Provided passage —
·····

Thursday, February 23, 2012

Machine March Madness 2012

Posted by Danny Tarlow
Every year, the NCAA College Basketball seasons ends with a tournament of 64 teams. Humans around the US (but also elsewhere in the world) fill in brackets with predictions of the outcome, enter pools, and wait excitedly for the results.

College basketball is a streaky and fairly high variance game, so there are many chances for an underdog to make a run deep into the tournament. We see this often -- for example, last year's tournament featured a final four made up of 3, 4, 8, and 11 seeds -- leading to the colloquial tournament name, "March Madness".

So without further ado, it is my pleasure to announce that this year, this blog, in conjunction with commissioner Lee, will host another "Machine March Madness" contest. The big idea is simple: using data from this season and from past seasons (which we will provide -- e.g., past data here: full and simple), build a computer system that fills out a bracket, then pit yourself against the field of silicon competition. You can see posts from last season's tournament here, and some press coverage here.

We'll get more details coming soon, including details about prizes. For now, you can do a few things.
  1. Download the past data (full and simple), and start thinking about how you'd model the tournament. To get some starter ideas, I recommend this timeless post by George Dahl.
  2. Let us know in the comments if there is any other data that you would like to use. The rule we have is that all systems must be built using the same data, but we're open to suggestions about what this data is.
  3. Get started!

Update: Here's a question about additional data to use, posted on Quora.


Scott Turner said...

I'm looking forward to it!

I wonder, though, if you shouldn't throw it open to let contestants use any data they'd like. Wouldn't it be interesting to see what data people end up using?

(Although getting data is pretty difficult...)

Danny Tarlow said...

Lee and I are meeting tomorrow to talk about stuff like this, so I'll add it to the agenda.

In general, I'm fairly open to the idea, although part of me thinks it's more interesting if no human input enters the loop. Are you proposing that people can use human-based inputs e.g., the tournament seeding, human created power rankings, etc?

On the other hand, perhaps figuring out which data to trust is also an interesting question. Maybe there should be two divisions, but we'd want to make sure there are enough competitors in each division to justify that.

What do other people think?

·····

[Stored items]
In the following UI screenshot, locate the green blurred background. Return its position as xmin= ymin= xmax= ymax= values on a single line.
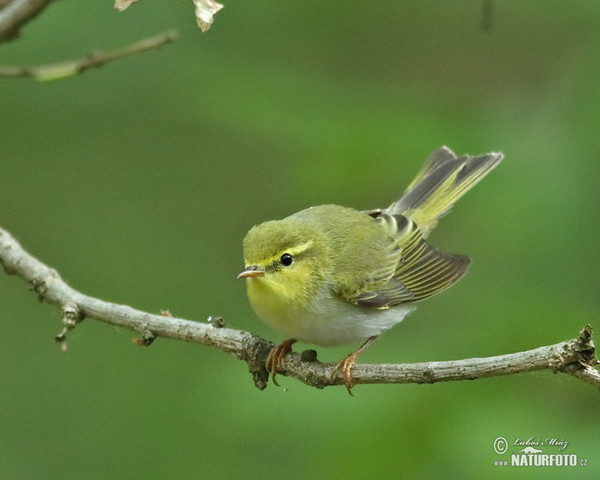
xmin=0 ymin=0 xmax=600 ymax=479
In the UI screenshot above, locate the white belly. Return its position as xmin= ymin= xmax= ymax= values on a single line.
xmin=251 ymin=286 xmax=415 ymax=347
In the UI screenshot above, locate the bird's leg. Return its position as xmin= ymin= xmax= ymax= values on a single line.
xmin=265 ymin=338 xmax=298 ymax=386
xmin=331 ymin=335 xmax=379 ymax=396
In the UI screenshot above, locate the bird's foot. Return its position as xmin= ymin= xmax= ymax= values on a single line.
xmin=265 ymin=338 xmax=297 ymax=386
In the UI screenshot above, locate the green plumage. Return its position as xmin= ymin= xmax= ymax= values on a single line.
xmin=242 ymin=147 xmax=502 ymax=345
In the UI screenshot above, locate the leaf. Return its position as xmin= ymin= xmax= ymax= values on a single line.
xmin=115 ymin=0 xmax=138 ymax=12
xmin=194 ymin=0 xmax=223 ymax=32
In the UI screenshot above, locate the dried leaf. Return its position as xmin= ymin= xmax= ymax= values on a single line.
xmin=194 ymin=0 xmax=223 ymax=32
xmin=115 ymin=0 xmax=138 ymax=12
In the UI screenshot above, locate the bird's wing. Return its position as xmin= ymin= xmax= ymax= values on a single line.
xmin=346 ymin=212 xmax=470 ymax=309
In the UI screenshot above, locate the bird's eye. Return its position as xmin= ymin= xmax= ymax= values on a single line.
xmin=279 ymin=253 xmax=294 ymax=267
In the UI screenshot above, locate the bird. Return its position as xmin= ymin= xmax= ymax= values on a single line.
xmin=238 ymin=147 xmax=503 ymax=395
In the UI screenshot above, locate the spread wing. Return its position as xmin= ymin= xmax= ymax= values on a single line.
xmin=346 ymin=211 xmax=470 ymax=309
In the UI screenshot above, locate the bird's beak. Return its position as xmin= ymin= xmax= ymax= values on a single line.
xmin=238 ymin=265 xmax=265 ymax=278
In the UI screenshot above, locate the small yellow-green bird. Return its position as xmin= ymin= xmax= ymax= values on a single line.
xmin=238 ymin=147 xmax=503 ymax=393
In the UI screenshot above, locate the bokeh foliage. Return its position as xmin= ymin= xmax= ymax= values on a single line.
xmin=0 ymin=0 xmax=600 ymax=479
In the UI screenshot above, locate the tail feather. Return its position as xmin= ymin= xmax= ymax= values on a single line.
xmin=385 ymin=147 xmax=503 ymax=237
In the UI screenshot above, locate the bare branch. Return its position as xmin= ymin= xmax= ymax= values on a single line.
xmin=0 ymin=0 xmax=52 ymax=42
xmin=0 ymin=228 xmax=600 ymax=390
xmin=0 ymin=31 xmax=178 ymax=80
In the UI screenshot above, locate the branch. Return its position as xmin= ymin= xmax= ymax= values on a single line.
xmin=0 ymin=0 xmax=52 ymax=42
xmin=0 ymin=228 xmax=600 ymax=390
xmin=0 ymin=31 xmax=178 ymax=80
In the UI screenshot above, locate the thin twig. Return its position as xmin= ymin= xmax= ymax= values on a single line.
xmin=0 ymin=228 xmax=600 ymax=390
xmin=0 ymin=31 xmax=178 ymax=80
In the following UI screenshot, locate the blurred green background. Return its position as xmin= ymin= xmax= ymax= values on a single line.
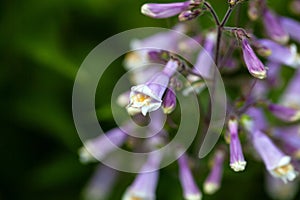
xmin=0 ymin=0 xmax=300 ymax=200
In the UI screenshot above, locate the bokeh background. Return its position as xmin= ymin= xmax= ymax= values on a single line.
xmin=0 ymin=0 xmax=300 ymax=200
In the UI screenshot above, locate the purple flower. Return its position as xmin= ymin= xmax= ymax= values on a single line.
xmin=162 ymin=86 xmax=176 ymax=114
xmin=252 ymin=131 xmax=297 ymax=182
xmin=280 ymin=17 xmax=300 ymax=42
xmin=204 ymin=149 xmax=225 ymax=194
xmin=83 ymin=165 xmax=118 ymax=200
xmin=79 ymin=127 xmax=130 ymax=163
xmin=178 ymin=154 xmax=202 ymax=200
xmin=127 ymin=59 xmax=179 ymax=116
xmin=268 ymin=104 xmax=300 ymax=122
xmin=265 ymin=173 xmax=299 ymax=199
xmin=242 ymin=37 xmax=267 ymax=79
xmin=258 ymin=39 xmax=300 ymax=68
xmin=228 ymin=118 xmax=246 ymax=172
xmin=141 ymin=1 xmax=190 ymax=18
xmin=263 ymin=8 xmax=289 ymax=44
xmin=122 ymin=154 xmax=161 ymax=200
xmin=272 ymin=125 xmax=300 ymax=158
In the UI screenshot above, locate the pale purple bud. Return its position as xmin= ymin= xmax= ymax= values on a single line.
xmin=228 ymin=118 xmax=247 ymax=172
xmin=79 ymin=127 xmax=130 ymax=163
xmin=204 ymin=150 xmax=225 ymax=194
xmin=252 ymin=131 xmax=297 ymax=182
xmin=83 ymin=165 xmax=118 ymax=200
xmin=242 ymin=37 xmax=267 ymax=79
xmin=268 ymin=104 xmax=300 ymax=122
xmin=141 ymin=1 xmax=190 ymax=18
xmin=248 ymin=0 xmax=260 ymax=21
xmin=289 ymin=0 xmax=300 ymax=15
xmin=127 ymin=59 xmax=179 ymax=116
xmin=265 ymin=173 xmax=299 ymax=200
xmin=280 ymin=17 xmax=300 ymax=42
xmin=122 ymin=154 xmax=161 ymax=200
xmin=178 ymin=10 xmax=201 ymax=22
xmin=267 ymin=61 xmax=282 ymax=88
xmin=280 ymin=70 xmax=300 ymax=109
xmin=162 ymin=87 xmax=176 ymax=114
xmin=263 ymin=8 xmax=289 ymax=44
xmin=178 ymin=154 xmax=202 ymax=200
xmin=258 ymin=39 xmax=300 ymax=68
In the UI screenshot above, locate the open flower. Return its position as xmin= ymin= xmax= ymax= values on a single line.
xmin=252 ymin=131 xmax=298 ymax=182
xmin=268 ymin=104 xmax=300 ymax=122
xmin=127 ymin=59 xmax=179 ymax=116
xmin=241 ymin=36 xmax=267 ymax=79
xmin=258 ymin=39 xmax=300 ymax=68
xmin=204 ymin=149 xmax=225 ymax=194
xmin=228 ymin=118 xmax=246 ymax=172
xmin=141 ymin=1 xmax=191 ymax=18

·····

Problems to solve —
• a. In the Machine March Madness post, what seeds made up last year's final four?
• b. Can you shorten the paragraph of the Machine March Madness post that begins "So without further ado" while keeping its main facts?
Answer from the Machine March Madness post alone.

The replies —
• a. The 3, 4, 8, and 11 seeds.

• b. This year the blog, together with commissioner Lee, will host another "Machine March Madness" contest. Entrants use provided data from this season and past seasons to build a computer system that fills out a bracket, then compete against the other computer entries. Posts and press coverage from last season's tournament are linked.